--- YOUR GOAL ---
All lines from the one containing "Target: distant hill ridge" through the final line of the records below should be reproduced exactly, with the pictures left out.

--- EXERCISE INPUT ---

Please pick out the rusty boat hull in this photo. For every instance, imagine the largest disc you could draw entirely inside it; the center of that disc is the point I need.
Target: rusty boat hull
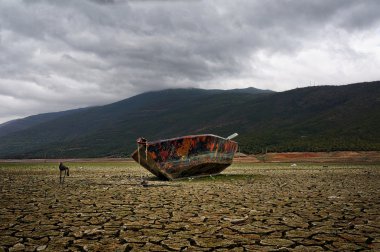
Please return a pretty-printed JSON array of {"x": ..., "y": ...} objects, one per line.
[{"x": 187, "y": 156}]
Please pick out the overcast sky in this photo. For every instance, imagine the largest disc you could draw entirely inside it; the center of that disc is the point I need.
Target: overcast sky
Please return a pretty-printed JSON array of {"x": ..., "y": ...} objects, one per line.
[{"x": 57, "y": 55}]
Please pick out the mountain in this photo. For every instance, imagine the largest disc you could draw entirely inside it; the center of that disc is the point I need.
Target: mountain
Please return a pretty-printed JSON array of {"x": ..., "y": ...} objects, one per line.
[{"x": 322, "y": 118}]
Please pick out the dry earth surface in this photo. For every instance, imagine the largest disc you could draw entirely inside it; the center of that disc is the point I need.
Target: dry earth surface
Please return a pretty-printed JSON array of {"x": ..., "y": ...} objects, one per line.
[{"x": 252, "y": 207}]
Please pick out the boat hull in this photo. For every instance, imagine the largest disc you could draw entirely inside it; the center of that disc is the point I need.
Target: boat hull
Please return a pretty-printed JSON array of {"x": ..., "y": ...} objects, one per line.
[{"x": 187, "y": 156}]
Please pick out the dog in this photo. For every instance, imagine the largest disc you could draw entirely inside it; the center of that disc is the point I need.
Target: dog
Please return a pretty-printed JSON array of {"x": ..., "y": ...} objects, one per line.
[{"x": 63, "y": 170}]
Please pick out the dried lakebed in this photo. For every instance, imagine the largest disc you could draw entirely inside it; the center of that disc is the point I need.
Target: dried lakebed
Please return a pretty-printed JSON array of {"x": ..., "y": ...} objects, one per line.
[{"x": 252, "y": 207}]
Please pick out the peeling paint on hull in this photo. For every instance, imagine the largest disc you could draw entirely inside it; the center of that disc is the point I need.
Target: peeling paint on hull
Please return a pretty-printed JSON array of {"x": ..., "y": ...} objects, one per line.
[{"x": 188, "y": 156}]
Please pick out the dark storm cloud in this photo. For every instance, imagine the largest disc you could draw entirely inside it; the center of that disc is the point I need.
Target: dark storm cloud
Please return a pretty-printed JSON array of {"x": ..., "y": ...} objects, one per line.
[{"x": 58, "y": 55}]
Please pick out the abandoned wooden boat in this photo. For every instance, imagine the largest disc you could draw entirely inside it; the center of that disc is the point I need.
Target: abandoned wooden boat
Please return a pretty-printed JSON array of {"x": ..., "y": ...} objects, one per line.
[{"x": 187, "y": 156}]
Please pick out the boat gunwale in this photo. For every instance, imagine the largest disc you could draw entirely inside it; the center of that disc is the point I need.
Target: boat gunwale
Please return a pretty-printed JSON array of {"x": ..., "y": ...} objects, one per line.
[{"x": 188, "y": 136}]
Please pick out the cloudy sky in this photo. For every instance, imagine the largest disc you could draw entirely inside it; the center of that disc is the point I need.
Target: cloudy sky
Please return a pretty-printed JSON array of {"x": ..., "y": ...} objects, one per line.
[{"x": 57, "y": 55}]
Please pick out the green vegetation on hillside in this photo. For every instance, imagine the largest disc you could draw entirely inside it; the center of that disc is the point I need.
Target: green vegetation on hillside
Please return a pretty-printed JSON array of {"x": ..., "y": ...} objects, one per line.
[{"x": 324, "y": 118}]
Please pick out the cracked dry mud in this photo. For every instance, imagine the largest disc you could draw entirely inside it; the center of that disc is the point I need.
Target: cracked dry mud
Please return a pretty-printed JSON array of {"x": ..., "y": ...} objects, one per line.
[{"x": 254, "y": 207}]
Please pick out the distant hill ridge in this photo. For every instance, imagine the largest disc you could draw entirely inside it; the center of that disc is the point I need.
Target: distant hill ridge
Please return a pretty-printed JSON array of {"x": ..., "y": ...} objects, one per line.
[{"x": 320, "y": 118}]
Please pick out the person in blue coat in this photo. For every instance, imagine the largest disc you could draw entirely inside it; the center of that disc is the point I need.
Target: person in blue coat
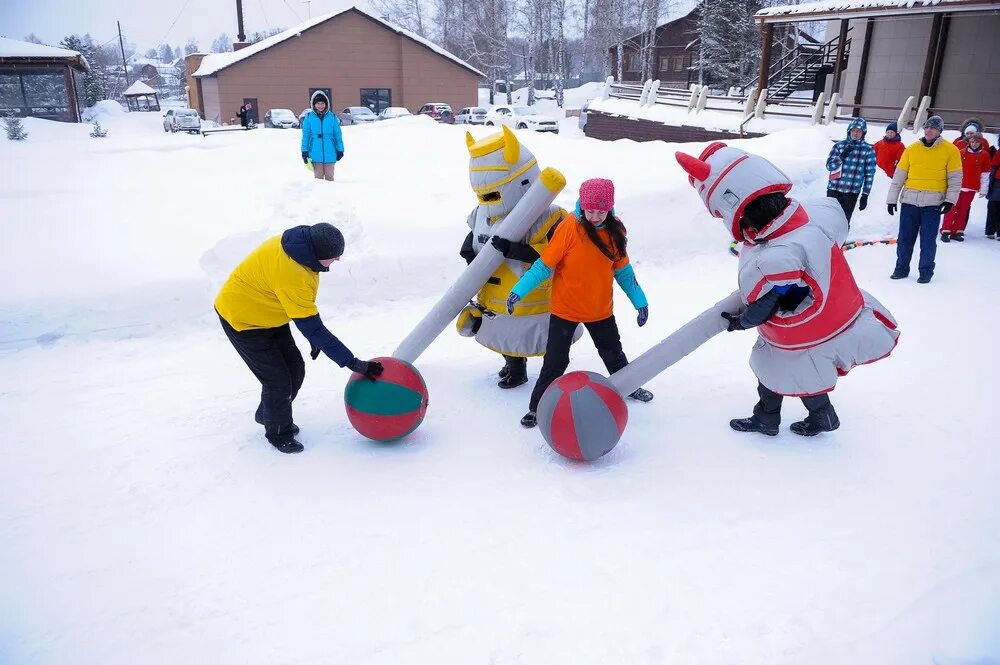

--- EXERCISE RESPONSE ---
Target: distant hill ridge
Please return a pretty-printed JSON array of {"x": ..., "y": ...} objects, one per line.
[{"x": 320, "y": 118}]
Please pick out the person in blue coat in this photo. For every instance, imagine the largest disc you could draw entirely inside it; the center of that disc is the point I need.
Target: person in blue coat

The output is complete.